» **The task**
Give the lines of the records below as a numbered list, leaving out blank lines. Cover only the part that opens with the line containing "Please pick out the thin" and continues through the end of the records.
──────── Entries supplied
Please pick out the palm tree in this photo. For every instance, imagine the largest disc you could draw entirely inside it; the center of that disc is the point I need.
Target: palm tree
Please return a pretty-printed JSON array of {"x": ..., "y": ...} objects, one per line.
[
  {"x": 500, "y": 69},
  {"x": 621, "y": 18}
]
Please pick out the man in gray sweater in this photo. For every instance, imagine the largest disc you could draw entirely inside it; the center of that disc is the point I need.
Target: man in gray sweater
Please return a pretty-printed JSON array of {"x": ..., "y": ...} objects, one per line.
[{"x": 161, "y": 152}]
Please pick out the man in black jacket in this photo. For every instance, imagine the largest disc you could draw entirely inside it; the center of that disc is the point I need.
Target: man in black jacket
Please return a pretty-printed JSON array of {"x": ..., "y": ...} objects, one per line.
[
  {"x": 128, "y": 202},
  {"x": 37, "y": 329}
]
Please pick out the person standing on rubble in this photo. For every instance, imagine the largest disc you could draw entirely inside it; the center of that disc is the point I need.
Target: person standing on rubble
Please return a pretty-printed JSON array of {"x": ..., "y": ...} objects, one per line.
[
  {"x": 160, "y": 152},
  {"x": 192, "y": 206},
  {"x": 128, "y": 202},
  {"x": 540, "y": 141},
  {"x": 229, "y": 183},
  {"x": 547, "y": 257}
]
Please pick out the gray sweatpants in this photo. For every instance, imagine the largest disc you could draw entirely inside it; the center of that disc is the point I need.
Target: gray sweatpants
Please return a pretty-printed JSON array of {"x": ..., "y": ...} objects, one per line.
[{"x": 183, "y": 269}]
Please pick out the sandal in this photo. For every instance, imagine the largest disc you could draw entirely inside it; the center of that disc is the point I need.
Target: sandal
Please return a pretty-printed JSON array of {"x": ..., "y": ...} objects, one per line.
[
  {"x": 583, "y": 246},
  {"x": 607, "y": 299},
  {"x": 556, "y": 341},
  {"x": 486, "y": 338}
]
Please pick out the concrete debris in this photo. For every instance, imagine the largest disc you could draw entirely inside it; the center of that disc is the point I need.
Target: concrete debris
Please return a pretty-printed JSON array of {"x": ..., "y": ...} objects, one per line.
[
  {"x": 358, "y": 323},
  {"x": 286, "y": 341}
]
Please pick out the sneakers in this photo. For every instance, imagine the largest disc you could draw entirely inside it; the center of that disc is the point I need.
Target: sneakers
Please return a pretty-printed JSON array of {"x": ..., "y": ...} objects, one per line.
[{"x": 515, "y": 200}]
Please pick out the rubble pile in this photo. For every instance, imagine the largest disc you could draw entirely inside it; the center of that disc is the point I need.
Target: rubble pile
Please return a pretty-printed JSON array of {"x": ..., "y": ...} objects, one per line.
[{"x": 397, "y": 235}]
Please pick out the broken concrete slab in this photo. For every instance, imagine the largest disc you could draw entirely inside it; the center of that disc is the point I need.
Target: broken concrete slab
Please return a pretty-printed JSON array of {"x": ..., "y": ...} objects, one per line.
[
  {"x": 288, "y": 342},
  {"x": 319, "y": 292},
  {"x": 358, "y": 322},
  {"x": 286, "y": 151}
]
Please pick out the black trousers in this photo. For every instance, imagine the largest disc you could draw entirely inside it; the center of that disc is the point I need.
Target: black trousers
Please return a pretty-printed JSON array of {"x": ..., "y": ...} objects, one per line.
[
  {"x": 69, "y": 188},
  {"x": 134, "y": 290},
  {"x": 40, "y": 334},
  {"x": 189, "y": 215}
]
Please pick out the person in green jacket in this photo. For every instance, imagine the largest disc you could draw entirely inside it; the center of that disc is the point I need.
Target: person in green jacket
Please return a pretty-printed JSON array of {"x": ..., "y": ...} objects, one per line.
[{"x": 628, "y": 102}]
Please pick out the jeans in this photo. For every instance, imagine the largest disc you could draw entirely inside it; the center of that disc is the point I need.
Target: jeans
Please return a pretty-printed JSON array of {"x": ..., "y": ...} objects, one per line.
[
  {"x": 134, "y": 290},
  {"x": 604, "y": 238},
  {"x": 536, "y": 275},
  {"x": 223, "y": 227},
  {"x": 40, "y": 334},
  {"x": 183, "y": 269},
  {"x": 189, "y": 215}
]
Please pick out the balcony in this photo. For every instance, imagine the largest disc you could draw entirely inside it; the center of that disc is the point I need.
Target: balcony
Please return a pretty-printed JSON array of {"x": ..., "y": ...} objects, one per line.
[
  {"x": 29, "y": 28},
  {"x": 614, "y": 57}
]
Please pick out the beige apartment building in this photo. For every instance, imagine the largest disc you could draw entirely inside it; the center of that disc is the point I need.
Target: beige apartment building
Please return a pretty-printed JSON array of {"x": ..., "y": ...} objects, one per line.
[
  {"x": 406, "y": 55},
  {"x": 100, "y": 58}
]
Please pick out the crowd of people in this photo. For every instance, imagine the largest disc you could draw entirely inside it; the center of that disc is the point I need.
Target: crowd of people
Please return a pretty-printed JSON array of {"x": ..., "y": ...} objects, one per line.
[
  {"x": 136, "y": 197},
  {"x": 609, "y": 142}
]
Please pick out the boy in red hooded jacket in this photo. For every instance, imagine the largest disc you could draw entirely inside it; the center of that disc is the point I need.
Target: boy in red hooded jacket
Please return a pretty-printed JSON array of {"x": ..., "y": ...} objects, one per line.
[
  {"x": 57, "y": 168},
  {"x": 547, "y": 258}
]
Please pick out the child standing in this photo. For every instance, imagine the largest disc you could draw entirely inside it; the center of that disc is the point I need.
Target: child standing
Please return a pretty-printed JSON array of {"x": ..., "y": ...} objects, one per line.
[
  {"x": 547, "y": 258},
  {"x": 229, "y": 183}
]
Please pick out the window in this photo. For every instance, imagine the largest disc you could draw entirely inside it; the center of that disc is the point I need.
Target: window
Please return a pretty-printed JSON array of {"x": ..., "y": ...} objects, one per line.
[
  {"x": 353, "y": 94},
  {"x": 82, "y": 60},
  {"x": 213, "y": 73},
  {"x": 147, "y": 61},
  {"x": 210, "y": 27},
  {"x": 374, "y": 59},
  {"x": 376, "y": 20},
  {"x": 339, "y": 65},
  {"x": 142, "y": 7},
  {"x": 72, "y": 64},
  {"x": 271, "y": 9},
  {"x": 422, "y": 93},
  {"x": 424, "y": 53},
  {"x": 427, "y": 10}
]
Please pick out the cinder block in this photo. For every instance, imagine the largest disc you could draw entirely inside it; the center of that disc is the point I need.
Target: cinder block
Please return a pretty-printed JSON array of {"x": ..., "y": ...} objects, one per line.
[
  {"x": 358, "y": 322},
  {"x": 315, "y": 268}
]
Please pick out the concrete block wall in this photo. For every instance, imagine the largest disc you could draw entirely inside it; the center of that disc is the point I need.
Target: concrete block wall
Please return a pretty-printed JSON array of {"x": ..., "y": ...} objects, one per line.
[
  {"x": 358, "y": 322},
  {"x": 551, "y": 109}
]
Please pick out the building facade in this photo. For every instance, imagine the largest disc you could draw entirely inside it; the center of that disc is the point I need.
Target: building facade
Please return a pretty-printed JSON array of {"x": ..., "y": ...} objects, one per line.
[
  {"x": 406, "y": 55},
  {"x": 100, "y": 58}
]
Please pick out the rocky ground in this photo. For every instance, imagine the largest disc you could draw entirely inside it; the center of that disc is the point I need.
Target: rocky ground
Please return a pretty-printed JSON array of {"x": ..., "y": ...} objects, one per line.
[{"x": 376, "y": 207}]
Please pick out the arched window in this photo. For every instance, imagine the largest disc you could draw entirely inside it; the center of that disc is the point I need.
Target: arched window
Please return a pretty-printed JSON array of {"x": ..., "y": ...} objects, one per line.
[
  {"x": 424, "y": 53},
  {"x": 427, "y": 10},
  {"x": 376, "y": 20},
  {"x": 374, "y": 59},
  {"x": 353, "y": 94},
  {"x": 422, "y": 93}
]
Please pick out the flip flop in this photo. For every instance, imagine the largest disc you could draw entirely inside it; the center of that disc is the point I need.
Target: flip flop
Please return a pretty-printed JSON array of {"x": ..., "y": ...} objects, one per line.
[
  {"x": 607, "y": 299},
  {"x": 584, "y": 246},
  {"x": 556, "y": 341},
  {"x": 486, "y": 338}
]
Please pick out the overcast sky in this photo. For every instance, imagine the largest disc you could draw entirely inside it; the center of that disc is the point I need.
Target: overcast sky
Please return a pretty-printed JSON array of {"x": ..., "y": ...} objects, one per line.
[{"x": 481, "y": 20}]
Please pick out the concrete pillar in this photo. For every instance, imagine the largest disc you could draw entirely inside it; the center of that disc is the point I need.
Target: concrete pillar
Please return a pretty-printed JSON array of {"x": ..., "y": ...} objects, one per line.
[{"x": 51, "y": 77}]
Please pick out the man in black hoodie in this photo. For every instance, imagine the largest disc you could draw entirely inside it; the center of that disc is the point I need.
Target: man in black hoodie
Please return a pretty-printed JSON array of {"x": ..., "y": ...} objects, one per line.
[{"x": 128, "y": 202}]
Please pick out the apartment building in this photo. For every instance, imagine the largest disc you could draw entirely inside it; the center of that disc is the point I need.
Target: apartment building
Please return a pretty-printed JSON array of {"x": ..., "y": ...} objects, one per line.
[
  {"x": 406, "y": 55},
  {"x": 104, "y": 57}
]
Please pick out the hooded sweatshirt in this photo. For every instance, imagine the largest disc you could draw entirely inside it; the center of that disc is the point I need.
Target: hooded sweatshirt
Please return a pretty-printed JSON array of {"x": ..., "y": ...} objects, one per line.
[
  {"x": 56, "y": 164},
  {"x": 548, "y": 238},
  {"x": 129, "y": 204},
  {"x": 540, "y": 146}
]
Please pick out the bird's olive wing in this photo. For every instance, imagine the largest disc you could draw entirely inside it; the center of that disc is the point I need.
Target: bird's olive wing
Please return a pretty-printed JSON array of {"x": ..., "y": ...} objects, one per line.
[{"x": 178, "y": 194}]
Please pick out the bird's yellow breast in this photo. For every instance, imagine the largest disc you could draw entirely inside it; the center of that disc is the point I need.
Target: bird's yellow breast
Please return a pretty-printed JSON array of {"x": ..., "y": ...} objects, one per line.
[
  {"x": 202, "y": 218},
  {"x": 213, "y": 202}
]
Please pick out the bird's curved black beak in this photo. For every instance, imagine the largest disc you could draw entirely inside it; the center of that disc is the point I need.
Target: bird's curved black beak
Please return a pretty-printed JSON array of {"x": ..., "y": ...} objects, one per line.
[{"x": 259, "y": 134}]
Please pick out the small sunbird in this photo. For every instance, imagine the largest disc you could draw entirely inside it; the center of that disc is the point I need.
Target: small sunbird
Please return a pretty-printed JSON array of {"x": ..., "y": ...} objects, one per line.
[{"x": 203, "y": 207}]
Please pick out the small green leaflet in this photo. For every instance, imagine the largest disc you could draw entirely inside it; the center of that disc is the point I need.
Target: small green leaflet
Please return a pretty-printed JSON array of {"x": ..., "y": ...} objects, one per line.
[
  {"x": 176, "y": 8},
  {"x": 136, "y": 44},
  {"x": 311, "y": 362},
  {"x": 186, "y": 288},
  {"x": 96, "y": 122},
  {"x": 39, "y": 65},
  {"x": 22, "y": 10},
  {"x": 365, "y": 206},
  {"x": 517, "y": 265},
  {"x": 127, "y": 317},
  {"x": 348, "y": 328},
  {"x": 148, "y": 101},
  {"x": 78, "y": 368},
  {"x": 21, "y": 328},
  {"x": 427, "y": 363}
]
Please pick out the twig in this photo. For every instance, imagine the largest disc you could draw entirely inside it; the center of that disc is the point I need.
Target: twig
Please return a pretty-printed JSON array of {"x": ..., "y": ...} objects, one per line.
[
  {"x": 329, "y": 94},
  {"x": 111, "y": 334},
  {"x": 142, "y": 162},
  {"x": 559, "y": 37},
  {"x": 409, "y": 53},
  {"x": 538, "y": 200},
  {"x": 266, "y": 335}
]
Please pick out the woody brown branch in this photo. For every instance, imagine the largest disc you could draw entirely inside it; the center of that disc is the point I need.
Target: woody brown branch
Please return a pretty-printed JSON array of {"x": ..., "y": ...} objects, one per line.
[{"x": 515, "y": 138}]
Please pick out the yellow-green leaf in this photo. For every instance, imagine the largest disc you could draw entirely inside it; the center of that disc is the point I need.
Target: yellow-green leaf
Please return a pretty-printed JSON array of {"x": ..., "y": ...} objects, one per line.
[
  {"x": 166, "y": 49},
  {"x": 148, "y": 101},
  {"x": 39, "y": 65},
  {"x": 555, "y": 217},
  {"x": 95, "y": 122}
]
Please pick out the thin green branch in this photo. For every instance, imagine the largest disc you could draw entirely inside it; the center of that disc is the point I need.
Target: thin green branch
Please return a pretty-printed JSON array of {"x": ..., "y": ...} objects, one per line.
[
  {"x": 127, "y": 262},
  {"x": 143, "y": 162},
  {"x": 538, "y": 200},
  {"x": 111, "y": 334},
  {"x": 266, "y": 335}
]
────────────────
» **Full answer**
1. Please pick out the thin green branch in this photo. For every instance, imagine the largest disc you could draw entirely inside it; the center of that disc is the point I need.
2. Target: thin green branch
3. Please return a pretty-printed JSON array of {"x": ..., "y": ...} objects, one per line.
4. [
5.   {"x": 127, "y": 262},
6.   {"x": 143, "y": 162},
7.   {"x": 538, "y": 200},
8.   {"x": 111, "y": 334},
9.   {"x": 266, "y": 335}
10. ]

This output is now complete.